### Required task 1
In the concert review, which song does Ed O'Brien play while theatrically walloping his stand-up drumkit?
┄┄┄┄┄┄
A spaceship has landed in the middle of the O2 Arena. Radiohead’s dodecagonal stage is enclosed on all sides by tall screens that periodically flash brightly while emitting deep, quizzical synth tones. The fans lucky enough to snag tickets for this first of four London shows – they probably could have sold out another 14 – throng eagerly around this extra-terrestrial craft, waiting excitedly for it to open up and reveal its crew of homesick aliens and paranoid androids.
When the band eventually start popping up sheepishly through a trapdoor in the stage like reluctant gameshow contestants, it feels faintly anticlimactic. But then you remember that Radiohead are the band who make the ordinary extraordinary. They achieve transcendence not via star power or virtuosity – though they are all brilliant musicians, as rapidly demonstrated tonight – but via the brutal honesty of their songs, and a dedication to always delivering something new and good and meaningful. They were never going to come back half-arsed, and this show is as thoughtfully staged and sincerely performed as you would expect.
There is a trade-off, however. Putting the stage in the middle of the arena inevitably compromises the sound, because all the speakers are pointing in different directions. Swirling opener “Planet Telex” ought to engulf the audience, but with the band still behind those semi-transparent screens, it feels oddly constrained.
When the screens lift midway through the following “2+2=5” – a tribute, perhaps, to the O2’s Kafkaesque entry process – it elicits a roar of relief that makes the upside of playing in the round immediately clear: the vast arena feels much more intimate, and with each band-member facing a different portion of the audience, they all take greater personal responsibility for rousing the crowd. Ed O’Brien is particularly effusive, mostly by pointing his guitar skyward but also when theatrically walloping his stand-up drumkit on a gripping “There There”.
Jonny Greenwood ensures that each sclerotic solo is an event; and even his brother Colin gives a knowing salute before unleashing the pummelling bassline of “The National Anthem”.
Thom Yorke, meanwhile, generously divides his time between opposite ends of stage, sometimes dancing his way all around its perimeter, at first in a silent-movie shuffle, gradually becoming more animated during a mesmerising “15 Step” before really going for it on a delirious “Idioteque”, suggesting that, all along, Radiohead’s much-vaunted embrace of avant-garde electronics was essentially just Yorke’s attempt to make tunes he could dance to.
┄┄┄┄┄┄
### Required task 2
Reproduce everything in the records below from their first line down through the line containing "M 184 197 L", including the requests, and offset every coordinate in the answer outlines by adding 137. Leave the sample outlines unchanged, and give only those lines.
┄┄┄┄┄┄
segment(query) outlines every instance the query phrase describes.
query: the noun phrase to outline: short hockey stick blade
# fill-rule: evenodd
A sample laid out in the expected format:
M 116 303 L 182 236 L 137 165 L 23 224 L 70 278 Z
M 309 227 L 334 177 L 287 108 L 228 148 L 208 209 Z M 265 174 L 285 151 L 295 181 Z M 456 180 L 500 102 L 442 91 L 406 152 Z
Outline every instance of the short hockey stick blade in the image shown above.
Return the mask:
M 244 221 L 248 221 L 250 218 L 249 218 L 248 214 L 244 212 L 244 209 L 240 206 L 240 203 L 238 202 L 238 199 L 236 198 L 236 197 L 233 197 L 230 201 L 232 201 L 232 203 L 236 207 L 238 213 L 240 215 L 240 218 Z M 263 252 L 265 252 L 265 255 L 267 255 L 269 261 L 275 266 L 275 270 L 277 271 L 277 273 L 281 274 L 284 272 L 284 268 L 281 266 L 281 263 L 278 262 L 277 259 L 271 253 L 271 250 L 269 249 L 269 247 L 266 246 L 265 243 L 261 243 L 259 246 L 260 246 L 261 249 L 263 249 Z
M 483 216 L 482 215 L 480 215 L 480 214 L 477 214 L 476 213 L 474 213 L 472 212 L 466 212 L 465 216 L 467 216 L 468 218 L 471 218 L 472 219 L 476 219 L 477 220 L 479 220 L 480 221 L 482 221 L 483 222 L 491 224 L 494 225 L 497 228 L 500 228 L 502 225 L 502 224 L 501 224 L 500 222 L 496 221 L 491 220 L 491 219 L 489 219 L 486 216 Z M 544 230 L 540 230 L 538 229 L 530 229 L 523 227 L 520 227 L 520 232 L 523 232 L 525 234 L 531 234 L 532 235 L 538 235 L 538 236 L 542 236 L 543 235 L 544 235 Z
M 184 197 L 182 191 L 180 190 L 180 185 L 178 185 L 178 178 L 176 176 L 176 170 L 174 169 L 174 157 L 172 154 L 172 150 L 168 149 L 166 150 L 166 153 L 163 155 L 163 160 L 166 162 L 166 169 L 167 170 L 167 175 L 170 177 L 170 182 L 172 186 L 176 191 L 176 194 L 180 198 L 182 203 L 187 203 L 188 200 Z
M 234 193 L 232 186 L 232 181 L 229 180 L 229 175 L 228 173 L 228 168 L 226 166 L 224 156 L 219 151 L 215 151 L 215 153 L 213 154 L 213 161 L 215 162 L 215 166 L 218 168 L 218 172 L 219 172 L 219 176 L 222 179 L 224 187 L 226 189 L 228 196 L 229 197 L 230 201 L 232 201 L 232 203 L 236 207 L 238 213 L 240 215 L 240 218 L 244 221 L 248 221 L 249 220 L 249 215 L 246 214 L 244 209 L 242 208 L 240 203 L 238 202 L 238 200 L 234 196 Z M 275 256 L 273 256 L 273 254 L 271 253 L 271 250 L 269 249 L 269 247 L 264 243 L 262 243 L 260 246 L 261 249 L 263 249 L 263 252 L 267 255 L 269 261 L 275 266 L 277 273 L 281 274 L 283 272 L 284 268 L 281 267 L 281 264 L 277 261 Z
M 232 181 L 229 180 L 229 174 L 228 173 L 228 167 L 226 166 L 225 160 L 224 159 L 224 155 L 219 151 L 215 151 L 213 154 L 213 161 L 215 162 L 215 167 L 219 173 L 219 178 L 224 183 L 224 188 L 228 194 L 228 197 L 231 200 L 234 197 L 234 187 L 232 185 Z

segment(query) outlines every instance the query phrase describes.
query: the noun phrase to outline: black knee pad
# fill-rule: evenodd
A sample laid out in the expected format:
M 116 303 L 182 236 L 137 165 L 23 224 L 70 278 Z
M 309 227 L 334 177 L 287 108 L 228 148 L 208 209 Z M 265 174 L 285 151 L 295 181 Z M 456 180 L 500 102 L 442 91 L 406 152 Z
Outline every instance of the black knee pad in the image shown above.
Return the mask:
┄┄┄┄┄┄
### Written solution 1
"There There"

### Written solution 2
segment(query) outlines every instance the query phrase describes.
query: the noun phrase to outline: short hockey stick blade
# fill-rule: evenodd
A sample laid out in the expected format:
M 116 303 L 182 236 L 137 165 L 23 224 L 70 278 Z
M 309 227 L 334 177 L 287 108 L 228 148 L 208 209 Z M 265 174 L 285 151 L 295 181 Z M 456 180 L 500 102 L 442 91 L 406 152 Z
Outline every instance of the short hockey stick blade in the image shown above.
Return the mask:
M 381 358 L 385 358 L 387 355 L 386 355 L 385 351 L 381 349 L 381 346 L 377 343 L 377 340 L 375 339 L 375 336 L 373 335 L 373 334 L 370 334 L 367 338 L 369 338 L 369 340 L 373 344 L 375 350 L 377 352 L 377 355 Z M 400 389 L 402 389 L 402 392 L 404 392 L 406 398 L 412 403 L 412 407 L 414 408 L 414 410 L 418 411 L 421 409 L 421 405 L 418 403 L 418 400 L 415 399 L 414 396 L 408 390 L 408 387 L 406 386 L 406 384 L 403 383 L 402 380 L 398 380 L 396 383 L 397 383 L 398 386 L 400 386 Z
M 620 353 L 619 352 L 617 352 L 617 351 L 614 351 L 613 350 L 611 350 L 609 349 L 603 349 L 602 353 L 604 353 L 605 355 L 608 355 L 609 356 L 613 356 L 614 357 L 616 357 L 617 358 L 619 358 L 620 359 L 628 361 L 631 362 L 634 365 L 637 365 L 639 362 L 639 361 L 638 361 L 637 359 L 633 358 L 628 357 L 628 356 L 626 356 L 623 353 Z M 681 367 L 677 367 L 675 366 L 667 366 L 660 364 L 657 364 L 657 369 L 660 369 L 662 371 L 668 371 L 669 372 L 675 372 L 675 373 L 679 373 L 680 372 L 681 372 Z
M 321 334 L 319 328 L 317 327 L 317 322 L 315 322 L 315 315 L 313 313 L 313 307 L 311 306 L 311 294 L 309 291 L 309 287 L 305 286 L 303 287 L 303 290 L 300 292 L 300 297 L 303 299 L 303 306 L 304 307 L 304 312 L 307 314 L 307 319 L 309 323 L 313 328 L 313 331 L 317 335 L 319 340 L 324 340 L 325 337 Z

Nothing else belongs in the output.